- [Task set]
(a) Translate the sentence "This happened last week and it broke my heart." from the breakup story below into Spanish.
(b) Continue the breakup story below from the point where it stops.

- [Text to read]

§

This friend always used to hang out with us and I always felt attracted to him and I felt that he did too, however I was in a relationship and I stayed away out of respect and love for my BF. I recently broke up with him because he felt he wanted "freedom" and wanted to go out with his friends and be alone... This happened last week and it broke my heart. I'm picking up the pieces slowly and getting back together in place. This weekend, on Friday, we all went to a bar, my friend and K were there too and she told me he would probably try to hook up with me. I told her I wished he would hook up with her since she likes him. I took some E and it made me very sleepy so I went to the back of the bar and sat on a chair to sleep. I wasn't sick or anything I was just sleepy. He then stayed with me for the rest of the night (4 hours), and he took care of me like my boyfriend had never done, he was so sweet and caring (which also made me think if my relationship with my ex was really that good) and he kissed me and I ended up kissing him back. I felt horrible because I knew my friend liked him and she was there (she didn't see it but she knew) and he told me he never wanted to be with her and that he was always crazy about me but I was in a relationship.

§

- [Supplied data]
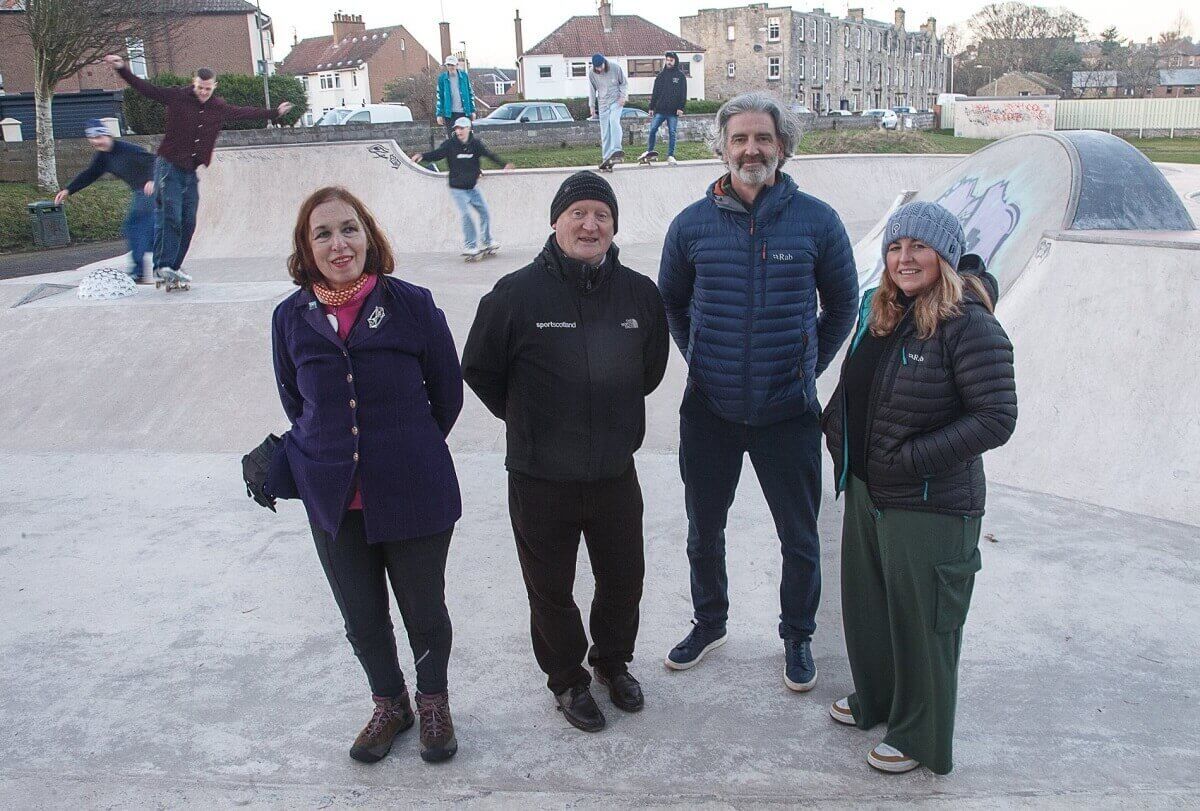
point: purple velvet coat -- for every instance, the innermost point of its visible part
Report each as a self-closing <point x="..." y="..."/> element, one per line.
<point x="377" y="407"/>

§

- [Answers to the exercise]
(a) Esto pasó la semana pasada y me rompió el corazón.

(b)
The next day I apologized to her and we were ok. Later that night he asked us to go over to his friend's farm house. It was just me, her and another girl friend and K and his friend. At first everything was ok and I made a deal with him that we would not hook up again, even though we both wanted to, it was best to leave it alone at least for a while. We arrived there, started drinking, dancing and talking until all of them went outside and left K and me in the living room. I told him we should go outside and told him I was going to the bathroom and I would meet them outside. When I got out of the bathroom he pulled me into a guest room that was all dark and asked me to kiss him and said he couldn't resist me. I got mad at him and right when I was talking to him my friend passed in front of the room and thought we were hooking up. She then started yelling and slamming doors because our other friend was trying to hook up with the other guy and she felt alone there. I told her I didn't want anything with him, that he went after me and she wouldn't believe me. We were all drunk and crazy because of the ecstasy we took and it was chaos for the next half hour and K got p*ssed and her and said he didn't want her friendship anymore and that they would never be together.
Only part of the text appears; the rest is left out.